▶ _Reading text_:
====================

The movie’s fine, but the book is way better
We’re accustomed to movies based on books. It’s no surprise—outside of comic book heroes, CGI dinosaurs, and rootin’ tootin’ space cowboys, what’s a better bet for box office success than a classic or proven bestseller? This year’s collection of book-based films is no different and almost too big to enumerate, but here are a few: A Disneyfied adaptation of Madeleine L’Engle’s A Wrinkle in Time, featuring Oprah Winfrey and Reese Witherspoon; Steven Spielberg’s take on Ernest Cline’s hit “cult classic,” Ready Player One; Clint Eastwood’s latest blue-filtered attack on moral relativism, The 15:17 to Paris; Annihilation, based on the first volume of Jeff VanderMeer’s grim, original, and exhilarating Southern Reach Trilogy. Even Winnie the Pooh gets the Hollywood treatment in 2018, with Ewan McGregor as a live-action Christopher Robin.

====================

▶ _Entries_:
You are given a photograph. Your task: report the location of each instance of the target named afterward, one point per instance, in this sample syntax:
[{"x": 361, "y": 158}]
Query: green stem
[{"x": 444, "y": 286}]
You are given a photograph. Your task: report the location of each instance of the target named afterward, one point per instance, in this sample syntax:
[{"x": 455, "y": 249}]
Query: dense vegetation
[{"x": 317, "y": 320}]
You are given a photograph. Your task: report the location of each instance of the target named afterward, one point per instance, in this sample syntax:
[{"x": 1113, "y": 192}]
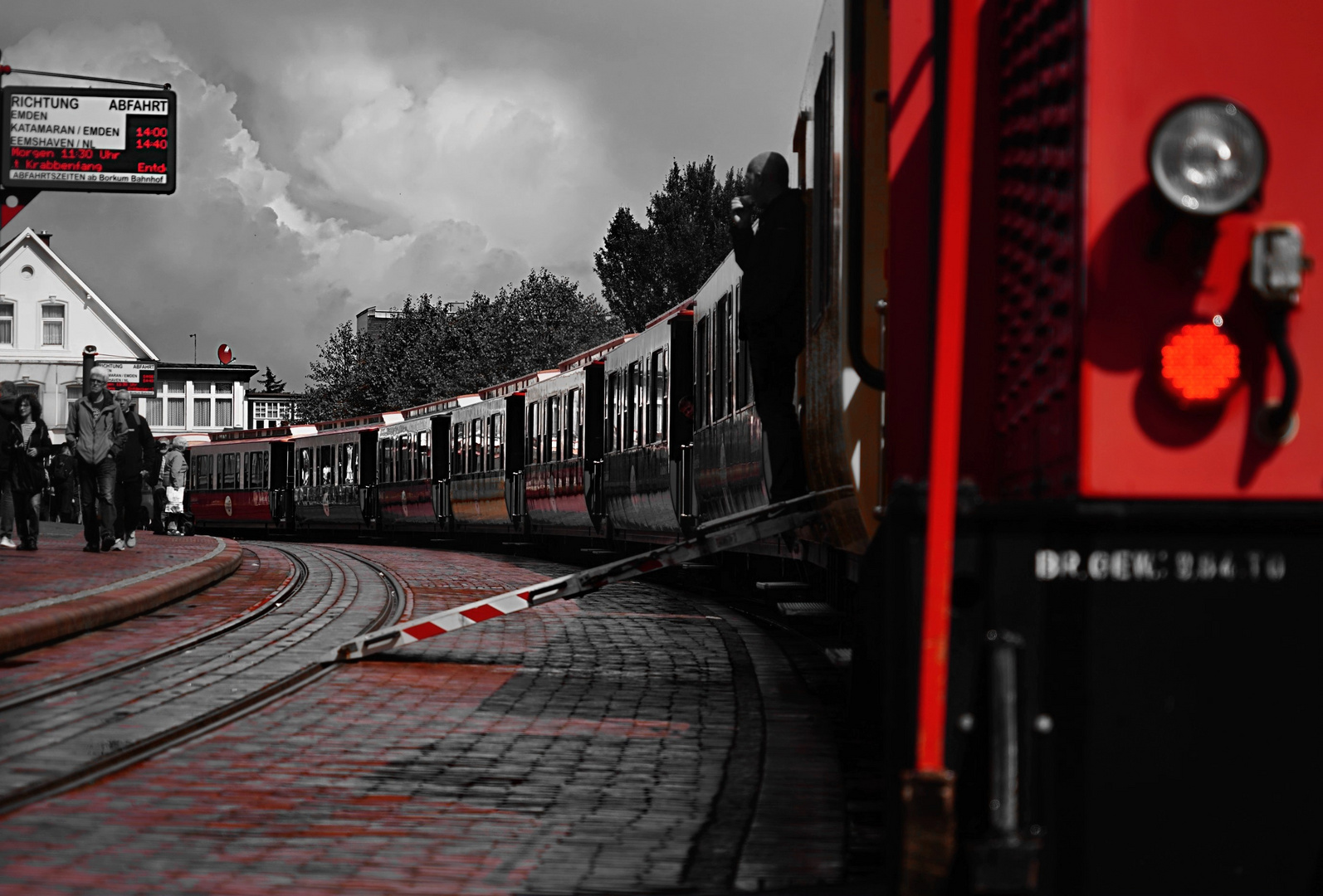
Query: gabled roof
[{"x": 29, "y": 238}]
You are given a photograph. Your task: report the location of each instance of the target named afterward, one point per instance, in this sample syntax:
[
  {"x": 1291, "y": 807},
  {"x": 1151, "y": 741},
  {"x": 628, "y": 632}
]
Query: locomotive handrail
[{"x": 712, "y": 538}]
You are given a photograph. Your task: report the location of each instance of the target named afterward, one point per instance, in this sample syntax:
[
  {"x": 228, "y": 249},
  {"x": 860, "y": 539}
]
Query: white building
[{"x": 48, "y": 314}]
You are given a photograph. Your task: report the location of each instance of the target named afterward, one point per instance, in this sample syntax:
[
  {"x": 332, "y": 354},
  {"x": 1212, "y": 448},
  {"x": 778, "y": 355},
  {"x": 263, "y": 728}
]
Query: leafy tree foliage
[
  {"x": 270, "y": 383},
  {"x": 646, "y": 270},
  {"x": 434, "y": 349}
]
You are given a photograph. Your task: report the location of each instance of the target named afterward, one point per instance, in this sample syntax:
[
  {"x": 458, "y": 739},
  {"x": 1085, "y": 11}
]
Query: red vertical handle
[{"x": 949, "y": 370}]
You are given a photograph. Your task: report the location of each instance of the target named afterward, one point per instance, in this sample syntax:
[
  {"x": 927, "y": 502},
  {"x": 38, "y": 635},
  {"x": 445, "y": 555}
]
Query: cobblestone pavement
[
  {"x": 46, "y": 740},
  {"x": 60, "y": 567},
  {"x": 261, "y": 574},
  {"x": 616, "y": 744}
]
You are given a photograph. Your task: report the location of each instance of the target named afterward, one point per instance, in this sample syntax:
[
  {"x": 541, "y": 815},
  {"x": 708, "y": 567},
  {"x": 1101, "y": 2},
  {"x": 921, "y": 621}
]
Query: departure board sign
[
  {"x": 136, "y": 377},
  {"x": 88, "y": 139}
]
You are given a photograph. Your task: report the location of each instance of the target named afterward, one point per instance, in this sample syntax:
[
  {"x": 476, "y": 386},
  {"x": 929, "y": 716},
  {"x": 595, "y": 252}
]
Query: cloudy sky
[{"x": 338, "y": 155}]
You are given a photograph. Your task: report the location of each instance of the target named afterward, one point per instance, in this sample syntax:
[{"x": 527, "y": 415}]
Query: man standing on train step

====================

▶ _Job A_: In the text about book-based movies, which director is adapting Ready Player One?
▶ _Job B_: Rewrite the stretch of the book-to-movie text from "The movie’s fine, but" through "live-action Christopher Robin.", replacing "Hollywood" with "big-screen".
▶ _Job C_: Which film titles does the book-to-movie text name in its list of this year's adaptations?

▶ _Task solution A_: Steven Spielberg

▶ _Task solution B_:
The movie’s fine, but the book is way better
We’re accustomed to movies based on books. It’s no surprise—outside of comic book heroes, CGI dinosaurs, and rootin’ tootin’ space cowboys, what’s a better bet for box office success than a classic or proven bestseller? This year’s collection of book-based films is no different and almost too big to enumerate, but here are a few: A Disneyfied adaptation of Madeleine L’Engle’s A Wrinkle in Time, featuring Oprah Winfrey and Reese Witherspoon; Steven Spielberg’s take on Ernest Cline’s hit “cult classic,” Ready Player One; Clint Eastwood’s latest blue-filtered attack on moral relativism, The 15:17 to Paris; Annihilation, based on the first volume of Jeff VanderMeer’s grim, original, and exhilarating Southern Reach Trilogy. Even Winnie the Pooh gets the big-screen treatment in 2018, with Ewan McGregor as a live-action Christopher Robin.

▶ _Task solution C_: A Wrinkle in Time, Ready Player One, The 15:17 to Paris, Annihilation